## The task
Rewrite the data between the line holding "I want to know which element is the black tire." and the line holding "[518,173,571,221]", inclusive, replacing every "Provide its box" with "Give its bounding box" and leaving all else unchanged.

+++ Items

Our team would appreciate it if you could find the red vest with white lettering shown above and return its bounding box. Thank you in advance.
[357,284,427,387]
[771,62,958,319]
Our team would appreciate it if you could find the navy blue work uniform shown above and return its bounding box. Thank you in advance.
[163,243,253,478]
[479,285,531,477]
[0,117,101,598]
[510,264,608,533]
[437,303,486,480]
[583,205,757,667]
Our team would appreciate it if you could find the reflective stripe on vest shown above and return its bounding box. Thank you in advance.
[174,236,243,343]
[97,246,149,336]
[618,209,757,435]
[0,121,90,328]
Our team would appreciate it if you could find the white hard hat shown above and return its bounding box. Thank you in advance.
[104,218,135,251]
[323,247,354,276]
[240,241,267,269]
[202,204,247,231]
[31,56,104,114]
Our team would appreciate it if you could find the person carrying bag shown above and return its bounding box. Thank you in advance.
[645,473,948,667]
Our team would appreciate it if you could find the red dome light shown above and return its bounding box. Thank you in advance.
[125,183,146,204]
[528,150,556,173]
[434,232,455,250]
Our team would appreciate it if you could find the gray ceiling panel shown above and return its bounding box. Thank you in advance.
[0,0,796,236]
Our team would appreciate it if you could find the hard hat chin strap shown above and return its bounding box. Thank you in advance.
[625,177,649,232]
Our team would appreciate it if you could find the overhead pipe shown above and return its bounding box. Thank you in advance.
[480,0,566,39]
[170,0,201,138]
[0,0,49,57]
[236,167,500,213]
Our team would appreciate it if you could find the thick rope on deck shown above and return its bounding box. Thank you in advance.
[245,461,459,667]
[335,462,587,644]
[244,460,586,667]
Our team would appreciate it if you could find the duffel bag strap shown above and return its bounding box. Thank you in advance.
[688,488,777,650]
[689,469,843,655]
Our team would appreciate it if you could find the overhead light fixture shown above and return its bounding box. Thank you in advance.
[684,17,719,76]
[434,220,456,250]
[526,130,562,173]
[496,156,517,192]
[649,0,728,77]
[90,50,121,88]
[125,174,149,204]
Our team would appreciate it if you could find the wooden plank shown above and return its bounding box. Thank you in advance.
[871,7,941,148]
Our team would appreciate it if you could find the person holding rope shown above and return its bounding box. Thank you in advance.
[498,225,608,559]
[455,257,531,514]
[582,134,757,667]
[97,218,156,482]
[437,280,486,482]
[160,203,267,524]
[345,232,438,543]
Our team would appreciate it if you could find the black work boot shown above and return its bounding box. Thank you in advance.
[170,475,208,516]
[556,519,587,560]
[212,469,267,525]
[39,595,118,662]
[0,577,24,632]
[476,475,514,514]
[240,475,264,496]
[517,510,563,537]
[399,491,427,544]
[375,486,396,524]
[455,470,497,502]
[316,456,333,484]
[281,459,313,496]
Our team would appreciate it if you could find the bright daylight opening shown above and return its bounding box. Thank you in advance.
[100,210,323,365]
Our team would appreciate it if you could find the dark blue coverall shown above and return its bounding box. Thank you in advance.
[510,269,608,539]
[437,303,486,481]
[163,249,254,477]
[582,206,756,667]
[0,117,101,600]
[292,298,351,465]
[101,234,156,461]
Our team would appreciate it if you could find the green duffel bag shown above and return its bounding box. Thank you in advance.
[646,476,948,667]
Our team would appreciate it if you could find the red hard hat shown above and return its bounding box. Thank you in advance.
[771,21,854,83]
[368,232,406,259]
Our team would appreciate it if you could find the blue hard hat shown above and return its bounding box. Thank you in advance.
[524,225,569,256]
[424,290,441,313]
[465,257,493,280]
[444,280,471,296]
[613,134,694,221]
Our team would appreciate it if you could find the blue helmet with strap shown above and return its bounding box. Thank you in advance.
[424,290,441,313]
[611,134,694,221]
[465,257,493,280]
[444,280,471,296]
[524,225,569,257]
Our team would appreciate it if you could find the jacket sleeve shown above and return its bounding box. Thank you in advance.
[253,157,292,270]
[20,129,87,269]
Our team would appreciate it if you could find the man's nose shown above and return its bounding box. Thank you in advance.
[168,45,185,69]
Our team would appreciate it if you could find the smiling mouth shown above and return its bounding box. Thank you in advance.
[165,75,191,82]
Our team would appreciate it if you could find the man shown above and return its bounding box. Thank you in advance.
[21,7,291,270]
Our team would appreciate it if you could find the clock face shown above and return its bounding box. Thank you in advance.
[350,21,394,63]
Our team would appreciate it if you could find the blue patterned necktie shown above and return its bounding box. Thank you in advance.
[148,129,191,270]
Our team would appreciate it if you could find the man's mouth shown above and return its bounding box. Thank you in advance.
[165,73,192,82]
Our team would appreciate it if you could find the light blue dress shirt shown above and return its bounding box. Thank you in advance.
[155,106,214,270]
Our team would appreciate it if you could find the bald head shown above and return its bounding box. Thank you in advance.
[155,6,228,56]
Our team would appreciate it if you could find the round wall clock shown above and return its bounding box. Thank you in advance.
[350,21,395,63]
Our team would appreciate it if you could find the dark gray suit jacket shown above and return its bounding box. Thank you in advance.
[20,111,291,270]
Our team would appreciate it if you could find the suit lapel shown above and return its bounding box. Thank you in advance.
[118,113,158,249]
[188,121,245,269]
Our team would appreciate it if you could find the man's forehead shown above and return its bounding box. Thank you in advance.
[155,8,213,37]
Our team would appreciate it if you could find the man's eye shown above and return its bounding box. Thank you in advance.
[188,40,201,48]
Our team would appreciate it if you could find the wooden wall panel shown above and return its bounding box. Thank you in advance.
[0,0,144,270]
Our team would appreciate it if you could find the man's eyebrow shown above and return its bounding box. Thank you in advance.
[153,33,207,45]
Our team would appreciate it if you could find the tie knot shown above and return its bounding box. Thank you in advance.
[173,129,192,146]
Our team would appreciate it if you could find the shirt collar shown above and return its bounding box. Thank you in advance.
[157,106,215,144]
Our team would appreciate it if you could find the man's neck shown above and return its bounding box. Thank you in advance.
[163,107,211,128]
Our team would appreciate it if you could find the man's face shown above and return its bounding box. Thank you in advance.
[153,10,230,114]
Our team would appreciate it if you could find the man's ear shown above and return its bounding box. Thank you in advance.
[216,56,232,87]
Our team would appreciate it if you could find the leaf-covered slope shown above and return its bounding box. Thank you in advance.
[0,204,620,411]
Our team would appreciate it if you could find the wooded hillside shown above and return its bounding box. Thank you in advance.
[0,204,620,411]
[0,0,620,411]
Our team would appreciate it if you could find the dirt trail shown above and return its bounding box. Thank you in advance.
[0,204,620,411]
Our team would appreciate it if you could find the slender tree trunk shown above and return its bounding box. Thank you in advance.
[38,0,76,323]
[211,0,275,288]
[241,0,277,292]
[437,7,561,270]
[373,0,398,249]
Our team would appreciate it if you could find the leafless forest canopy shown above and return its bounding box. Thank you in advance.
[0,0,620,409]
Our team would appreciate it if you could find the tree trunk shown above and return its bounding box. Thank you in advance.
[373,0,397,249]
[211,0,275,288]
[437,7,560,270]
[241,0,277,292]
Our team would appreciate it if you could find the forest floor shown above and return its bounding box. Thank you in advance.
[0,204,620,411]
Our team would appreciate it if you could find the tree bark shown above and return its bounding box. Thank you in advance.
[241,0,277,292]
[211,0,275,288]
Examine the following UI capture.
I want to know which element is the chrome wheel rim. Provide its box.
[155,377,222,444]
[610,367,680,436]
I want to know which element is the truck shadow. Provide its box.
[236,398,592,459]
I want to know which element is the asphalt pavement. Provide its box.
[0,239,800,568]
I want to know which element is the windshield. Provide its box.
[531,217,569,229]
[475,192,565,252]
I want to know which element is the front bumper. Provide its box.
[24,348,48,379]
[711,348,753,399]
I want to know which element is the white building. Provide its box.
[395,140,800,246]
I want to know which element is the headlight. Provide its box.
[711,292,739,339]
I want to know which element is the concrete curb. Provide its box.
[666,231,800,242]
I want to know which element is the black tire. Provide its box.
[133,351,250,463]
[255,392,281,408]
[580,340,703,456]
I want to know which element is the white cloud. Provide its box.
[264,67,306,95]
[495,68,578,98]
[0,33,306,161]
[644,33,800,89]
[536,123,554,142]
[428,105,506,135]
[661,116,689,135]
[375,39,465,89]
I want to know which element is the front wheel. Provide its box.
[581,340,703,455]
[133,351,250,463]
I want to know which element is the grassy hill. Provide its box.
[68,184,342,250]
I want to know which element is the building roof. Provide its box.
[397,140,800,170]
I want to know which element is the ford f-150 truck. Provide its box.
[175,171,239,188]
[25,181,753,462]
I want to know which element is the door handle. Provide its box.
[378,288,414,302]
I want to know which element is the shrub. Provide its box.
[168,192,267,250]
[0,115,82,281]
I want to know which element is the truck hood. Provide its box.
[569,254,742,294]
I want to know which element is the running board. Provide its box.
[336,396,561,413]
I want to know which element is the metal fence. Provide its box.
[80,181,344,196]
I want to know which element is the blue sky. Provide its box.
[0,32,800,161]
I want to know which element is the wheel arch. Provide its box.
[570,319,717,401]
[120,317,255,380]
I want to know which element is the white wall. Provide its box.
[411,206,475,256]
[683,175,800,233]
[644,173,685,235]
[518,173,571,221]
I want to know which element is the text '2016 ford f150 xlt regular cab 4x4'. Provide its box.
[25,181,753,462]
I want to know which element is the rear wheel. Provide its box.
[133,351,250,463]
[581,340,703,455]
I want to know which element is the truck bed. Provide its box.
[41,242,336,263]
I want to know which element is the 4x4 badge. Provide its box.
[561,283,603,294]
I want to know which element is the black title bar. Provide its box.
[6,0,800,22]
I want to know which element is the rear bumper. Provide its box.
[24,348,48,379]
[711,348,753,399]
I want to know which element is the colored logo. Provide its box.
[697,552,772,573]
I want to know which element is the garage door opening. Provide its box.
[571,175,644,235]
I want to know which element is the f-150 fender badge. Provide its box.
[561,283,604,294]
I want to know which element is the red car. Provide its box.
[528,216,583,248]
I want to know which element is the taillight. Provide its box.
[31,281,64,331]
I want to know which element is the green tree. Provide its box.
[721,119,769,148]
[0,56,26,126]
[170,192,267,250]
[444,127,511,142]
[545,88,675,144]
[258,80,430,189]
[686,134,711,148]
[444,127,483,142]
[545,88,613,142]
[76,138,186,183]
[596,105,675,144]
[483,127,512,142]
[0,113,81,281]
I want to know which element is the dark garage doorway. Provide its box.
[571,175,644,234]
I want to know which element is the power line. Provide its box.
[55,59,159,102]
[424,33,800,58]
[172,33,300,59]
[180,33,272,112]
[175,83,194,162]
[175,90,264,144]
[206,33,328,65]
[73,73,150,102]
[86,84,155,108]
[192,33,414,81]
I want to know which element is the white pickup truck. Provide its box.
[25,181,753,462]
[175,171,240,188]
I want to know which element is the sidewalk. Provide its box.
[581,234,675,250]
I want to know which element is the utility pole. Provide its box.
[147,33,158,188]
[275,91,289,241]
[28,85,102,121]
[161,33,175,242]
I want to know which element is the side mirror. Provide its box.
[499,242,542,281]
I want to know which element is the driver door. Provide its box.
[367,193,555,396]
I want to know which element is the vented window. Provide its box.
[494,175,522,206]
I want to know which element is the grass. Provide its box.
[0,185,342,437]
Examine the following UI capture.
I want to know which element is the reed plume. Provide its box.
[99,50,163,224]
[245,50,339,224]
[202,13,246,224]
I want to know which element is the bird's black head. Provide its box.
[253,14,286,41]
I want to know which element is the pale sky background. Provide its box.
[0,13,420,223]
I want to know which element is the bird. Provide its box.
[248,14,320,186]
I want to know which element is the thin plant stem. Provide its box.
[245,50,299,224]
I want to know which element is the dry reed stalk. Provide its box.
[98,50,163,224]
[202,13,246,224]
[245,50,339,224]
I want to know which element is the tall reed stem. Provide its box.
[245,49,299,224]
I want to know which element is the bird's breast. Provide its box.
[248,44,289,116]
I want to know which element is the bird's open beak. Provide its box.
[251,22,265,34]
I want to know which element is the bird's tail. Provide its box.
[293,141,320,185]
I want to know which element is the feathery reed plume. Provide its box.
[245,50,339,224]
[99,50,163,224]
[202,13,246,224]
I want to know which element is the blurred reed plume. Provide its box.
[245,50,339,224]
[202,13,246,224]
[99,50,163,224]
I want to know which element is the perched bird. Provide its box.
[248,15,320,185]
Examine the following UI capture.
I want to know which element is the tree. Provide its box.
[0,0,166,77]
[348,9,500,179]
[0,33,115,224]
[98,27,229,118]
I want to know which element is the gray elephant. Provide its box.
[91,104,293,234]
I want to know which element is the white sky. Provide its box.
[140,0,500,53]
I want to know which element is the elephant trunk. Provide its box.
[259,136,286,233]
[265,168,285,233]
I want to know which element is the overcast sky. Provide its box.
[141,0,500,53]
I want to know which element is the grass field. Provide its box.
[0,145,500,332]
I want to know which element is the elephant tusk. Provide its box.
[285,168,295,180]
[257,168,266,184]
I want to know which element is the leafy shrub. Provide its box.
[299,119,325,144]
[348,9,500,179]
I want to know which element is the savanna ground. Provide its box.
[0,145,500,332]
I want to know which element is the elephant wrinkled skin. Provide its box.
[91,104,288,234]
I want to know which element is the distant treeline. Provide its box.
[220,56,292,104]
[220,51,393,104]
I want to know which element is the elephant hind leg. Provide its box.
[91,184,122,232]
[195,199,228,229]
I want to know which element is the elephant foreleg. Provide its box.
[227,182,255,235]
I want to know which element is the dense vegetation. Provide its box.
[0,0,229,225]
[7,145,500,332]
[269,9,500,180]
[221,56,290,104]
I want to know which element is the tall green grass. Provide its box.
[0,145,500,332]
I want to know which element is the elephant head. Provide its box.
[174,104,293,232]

++++++

## Written response
I want to know which element is the black tire. Give its bounding box.
[133,351,250,463]
[255,392,281,408]
[580,340,703,456]
I want to know which element is the white cloud. Give its bounding box.
[264,67,306,95]
[495,68,578,98]
[0,33,306,161]
[644,33,800,89]
[536,123,554,142]
[428,105,506,135]
[661,116,689,135]
[375,39,465,89]
I want to know which element is the front wheel. Give its bounding box.
[581,340,703,455]
[133,351,250,463]
I want to know which element is the grassy hill. Give its bounding box.
[68,184,342,250]
I want to know which element is the building roof. Give its bounding box.
[397,140,800,170]
I want to know which element is the ford f-150 truck. Give its bounding box.
[175,171,239,188]
[25,181,753,462]
I want to know which element is the door handle. Give its bounding box.
[378,288,414,302]
I want to know which element is the shrub. Give its bounding box.
[168,192,267,250]
[0,115,82,281]
I want to know which element is the truck hood. Give its bounding box.
[569,254,742,294]
I want to know which element is the running board. Give its bounding box.
[336,396,561,413]
I want to know which element is the metal fence. Give its bounding box.
[80,181,344,196]
I want to know which element is the blue sky. Give its bounding box.
[0,32,800,161]
I want to know which element is the wheel arch. Give its bounding box.
[570,319,717,401]
[120,317,255,380]
I want to know which element is the white wall. Give its bounding box.
[411,206,475,256]
[683,175,800,233]
[644,173,685,235]
[518,173,571,221]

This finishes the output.